-- start TEXT PROVIDED --

Government bonds and overnight indexed swap rates are not traded Saturday. On Monday, government bond prices may rise after the state bond auction notified for next week was much smaller than indicated, dealers said. OIS rates may follow the decline in gilt yields.
GOVERNMENT BONDS
On Monday, gilt prices are likely to open higher due to the significantly lower quantum of state bond supply at the auction Tuesday. Six states will raise INR 130 billion on Tuesday, sharply lower than INR 386 billion indicated in the borrowing calendar for Jan-Mar.
Traders will likely focus on any significant movement in the five-year OIS rates. If the five-year OIS rate rises above key technical level of 6.05%, bond prices may see further fall and the 10-year gilt yields may rise to 6.70%, dealers said.
The disappointment over Bloomberg Index Services' announcement to still review India's inclusion in its flagship Global Aggregate Index may weigh on prices through the day, though traders expect the RBI to continue buying gilts on screen, which may limit losses. The 10-year benchmark 6.48%, 2035 gilt may see firm demand from state-owned banks if its yield rises to near 6.70%, dealers said.
The movement in US Treasury yields may also lend cues. If the 10-year US yield is in the 4.10-4.20% range it has stuck to since early December, the overseas trigger may have a limited impact on gilt prices. Any development on the India-US trade deal may also influence bond prices.
The rupee's movement against the dollar will also provide cues to bond prices, as will movement of crude oil prices. The 10-year benchmark 6.48%, 2035 bond is seen in a range of 6.62-6.70% Monday. On Friday, the gilt ended at INR 98.60, or 6.68% yield. The benchmark yield was at its highest closing level since Mar. 17.
OIS RATES
OIS rates may fall Monday, tracking an expected fall in gilt yields. Some traders may also unwind paid fixed rate positions or receive OIS rates at levels seen as lucrative and at multi-month highs, dealers said.
However, traders are expected to pay fixed rates below the 6.00% rate on the five-year swap. Swap rates are expected to continue rising as traders are betting that the Monetary Policy Committee will not ease rates further and its net action will be to raise the repo rate early in 2027.

-- end TEXT PROVIDED --

| EXERCISES |
A. In the bond market outlook, how much will the six states raise at Tuesday's auction?
B. Translate this sentence from the bond market outlook into Spanish: "OIS rates may fall Monday, tracking an expected fall in gilt yields."
C. Rewrite a passage of the bond market outlook with "state-owned banks" renamed to "public sector banks". Begin at the words "The disappointment over" and stop after "influence bond prices.".

-- start GIVEN INFORMATION --

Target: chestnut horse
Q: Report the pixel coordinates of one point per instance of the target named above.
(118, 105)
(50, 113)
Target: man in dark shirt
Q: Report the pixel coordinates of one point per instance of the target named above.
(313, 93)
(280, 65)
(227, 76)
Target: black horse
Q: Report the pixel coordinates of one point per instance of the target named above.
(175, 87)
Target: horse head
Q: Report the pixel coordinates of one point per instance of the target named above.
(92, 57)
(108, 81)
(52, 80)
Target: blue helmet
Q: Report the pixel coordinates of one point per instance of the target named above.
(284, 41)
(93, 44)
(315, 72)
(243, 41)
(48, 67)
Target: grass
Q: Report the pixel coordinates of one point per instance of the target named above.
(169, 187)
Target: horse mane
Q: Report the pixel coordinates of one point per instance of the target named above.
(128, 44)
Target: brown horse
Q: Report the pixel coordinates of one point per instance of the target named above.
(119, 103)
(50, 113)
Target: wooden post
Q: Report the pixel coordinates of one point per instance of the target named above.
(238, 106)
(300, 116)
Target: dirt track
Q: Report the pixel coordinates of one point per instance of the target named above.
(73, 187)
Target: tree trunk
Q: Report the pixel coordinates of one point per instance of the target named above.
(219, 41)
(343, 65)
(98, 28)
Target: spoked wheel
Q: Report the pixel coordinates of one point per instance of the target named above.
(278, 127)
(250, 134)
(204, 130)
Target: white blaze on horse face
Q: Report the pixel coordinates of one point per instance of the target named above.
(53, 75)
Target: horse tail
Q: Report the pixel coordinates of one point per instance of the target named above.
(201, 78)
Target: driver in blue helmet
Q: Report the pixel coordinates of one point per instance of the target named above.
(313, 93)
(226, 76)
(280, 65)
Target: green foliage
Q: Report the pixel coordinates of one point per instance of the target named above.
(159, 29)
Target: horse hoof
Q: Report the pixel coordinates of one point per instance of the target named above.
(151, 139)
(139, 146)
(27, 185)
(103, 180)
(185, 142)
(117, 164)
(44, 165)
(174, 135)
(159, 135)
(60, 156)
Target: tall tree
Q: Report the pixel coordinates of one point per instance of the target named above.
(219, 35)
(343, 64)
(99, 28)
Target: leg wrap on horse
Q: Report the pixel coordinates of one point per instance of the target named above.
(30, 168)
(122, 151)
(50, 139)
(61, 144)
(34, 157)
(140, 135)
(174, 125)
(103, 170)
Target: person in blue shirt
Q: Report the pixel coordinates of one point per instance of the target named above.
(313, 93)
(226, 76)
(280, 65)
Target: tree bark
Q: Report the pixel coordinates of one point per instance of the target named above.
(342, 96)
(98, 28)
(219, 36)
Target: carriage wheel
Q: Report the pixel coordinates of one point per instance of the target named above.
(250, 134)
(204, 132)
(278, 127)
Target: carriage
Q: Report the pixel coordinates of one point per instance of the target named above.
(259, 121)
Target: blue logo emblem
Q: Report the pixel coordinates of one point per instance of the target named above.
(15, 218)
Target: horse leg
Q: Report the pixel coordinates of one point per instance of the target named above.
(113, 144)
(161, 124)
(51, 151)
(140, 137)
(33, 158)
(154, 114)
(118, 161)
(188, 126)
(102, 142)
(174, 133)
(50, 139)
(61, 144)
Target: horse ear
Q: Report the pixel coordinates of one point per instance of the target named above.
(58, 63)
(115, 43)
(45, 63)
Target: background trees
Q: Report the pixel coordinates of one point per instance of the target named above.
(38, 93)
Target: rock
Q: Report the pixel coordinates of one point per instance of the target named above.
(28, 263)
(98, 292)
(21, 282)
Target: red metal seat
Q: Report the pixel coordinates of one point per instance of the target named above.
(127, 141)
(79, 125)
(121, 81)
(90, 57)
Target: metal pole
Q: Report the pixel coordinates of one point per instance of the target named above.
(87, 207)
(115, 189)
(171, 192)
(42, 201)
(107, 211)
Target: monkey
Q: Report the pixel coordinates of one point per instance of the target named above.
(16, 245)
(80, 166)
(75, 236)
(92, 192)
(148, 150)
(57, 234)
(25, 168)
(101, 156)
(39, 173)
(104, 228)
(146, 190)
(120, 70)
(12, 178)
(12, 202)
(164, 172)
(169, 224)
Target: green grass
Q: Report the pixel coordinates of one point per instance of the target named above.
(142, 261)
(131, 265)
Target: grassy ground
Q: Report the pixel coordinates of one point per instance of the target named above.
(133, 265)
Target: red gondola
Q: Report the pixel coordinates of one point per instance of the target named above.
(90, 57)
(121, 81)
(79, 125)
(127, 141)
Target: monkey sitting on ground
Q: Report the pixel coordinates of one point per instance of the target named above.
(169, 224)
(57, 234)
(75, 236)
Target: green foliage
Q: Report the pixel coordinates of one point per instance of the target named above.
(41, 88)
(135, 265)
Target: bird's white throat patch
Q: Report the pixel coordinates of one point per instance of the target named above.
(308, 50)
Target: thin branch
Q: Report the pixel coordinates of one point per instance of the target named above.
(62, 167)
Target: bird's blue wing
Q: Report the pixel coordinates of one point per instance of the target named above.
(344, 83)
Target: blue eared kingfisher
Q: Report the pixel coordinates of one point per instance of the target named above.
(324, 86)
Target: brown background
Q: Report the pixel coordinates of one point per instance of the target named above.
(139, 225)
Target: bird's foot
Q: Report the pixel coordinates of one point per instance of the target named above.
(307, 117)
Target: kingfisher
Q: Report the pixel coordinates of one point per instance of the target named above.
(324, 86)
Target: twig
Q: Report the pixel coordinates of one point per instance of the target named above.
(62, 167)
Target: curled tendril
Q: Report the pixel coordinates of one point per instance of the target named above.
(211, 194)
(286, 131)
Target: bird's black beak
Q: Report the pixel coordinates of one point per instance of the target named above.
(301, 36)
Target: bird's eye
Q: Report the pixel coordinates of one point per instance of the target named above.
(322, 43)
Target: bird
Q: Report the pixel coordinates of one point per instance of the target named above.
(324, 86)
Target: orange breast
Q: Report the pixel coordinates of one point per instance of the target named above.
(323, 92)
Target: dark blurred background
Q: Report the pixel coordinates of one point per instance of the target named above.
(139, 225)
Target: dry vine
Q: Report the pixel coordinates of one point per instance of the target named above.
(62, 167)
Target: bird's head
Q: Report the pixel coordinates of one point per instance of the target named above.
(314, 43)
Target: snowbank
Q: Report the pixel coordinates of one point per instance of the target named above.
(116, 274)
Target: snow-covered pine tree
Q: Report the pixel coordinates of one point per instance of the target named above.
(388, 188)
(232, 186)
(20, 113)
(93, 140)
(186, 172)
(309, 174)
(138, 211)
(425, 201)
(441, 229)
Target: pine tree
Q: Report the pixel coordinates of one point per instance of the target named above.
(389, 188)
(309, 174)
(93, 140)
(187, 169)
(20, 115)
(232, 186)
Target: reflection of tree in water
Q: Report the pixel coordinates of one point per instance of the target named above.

-- end GIVEN INFORMATION --

| SOLUTIONS TO EACH TASK |
A. INR 130 billion.

B. Las tasas OIS podrían bajar el lunes, siguiendo una caída prevista de los rendimientos de los bonos gubernamentales.

C.
The disappointment over Bloomberg Index Services' announcement to still review India's inclusion in its flagship Global Aggregate Index may weigh on prices through the day, though traders expect the RBI to continue buying gilts on screen, which may limit losses. The 10-year benchmark 6.48%, 2035 gilt may see firm demand from public sector banks if its yield rises to near 6.70%, dealers said.
The movement in US Treasury yields may also lend cues. If the 10-year US yield is in the 4.10-4.20% range it has stuck to since early December, the overseas trigger may have a limited impact on gilt prices. Any development on the India-US trade deal may also influence bond prices.